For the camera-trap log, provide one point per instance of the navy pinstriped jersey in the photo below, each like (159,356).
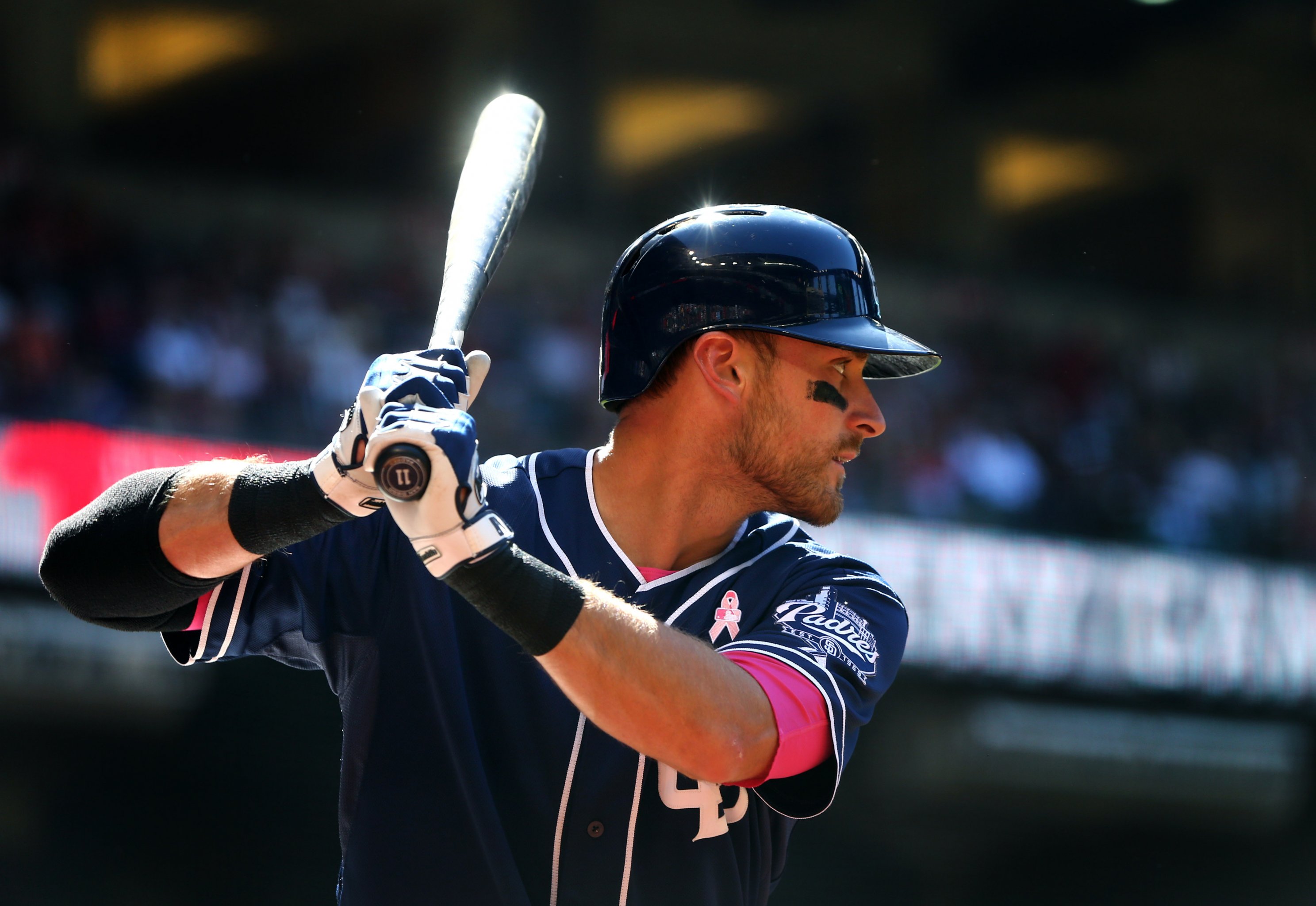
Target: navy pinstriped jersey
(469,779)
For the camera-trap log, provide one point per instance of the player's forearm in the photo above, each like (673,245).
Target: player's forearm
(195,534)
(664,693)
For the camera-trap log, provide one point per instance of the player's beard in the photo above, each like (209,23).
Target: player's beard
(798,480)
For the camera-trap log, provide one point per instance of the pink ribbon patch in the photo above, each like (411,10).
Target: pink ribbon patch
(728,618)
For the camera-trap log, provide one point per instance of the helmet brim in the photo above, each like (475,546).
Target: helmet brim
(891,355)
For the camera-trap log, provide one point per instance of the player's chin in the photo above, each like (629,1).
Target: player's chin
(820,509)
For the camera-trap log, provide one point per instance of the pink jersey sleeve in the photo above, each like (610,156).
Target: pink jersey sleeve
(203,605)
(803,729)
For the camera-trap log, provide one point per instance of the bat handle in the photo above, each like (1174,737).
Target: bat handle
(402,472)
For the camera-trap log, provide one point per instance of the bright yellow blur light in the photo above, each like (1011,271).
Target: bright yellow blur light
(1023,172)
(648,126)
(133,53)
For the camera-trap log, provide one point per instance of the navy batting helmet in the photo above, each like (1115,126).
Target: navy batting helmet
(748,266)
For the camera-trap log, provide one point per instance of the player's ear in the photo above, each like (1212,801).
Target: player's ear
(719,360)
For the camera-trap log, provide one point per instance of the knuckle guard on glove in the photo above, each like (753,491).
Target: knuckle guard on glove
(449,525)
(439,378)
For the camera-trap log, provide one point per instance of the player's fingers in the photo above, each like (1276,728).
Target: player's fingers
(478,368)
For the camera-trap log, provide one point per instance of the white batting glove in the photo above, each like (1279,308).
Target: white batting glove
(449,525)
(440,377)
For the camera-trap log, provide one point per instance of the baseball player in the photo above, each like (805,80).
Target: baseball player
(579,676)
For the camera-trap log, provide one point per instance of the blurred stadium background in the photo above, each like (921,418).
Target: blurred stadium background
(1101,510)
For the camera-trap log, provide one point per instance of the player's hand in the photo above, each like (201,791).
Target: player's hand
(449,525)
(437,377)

————————

Could you reproduce, unchanged, everything from the line containing "each like (1212,801)." up to and including the last line of the rows above?

For the camera-trap log, provide one point per instance of the player's ear in the photo above, each like (1212,801).
Target: player's ear
(719,360)
For the camera-trap log, provide one point per instance of the knuckle guard on glove in the photo above, each like (753,491).
Target: knuckle guard on glove
(449,525)
(439,378)
For the camera-trap log, provide one point per instance of the player's fingers in the photo above, each like (1276,728).
Target: player's fingers
(478,368)
For the camera-trap log, provide one point per instance of the white batting glove in the photo above, each like (1279,308).
Target: white batting glove
(449,525)
(440,377)
For the camera-trap log, provide one point per instance of the baseball player in the photo above, each like (805,80).
Target: baseball player
(579,676)
For the camera-trap log, provide one point per instance of the blurred stadium background in the photo above, each like (921,418).
Target: blurred stadium background
(1101,510)
For the camera-trap log, provide one point per instance of the player's hand in the photo above, each like (201,791).
Target: player's hand
(449,525)
(437,377)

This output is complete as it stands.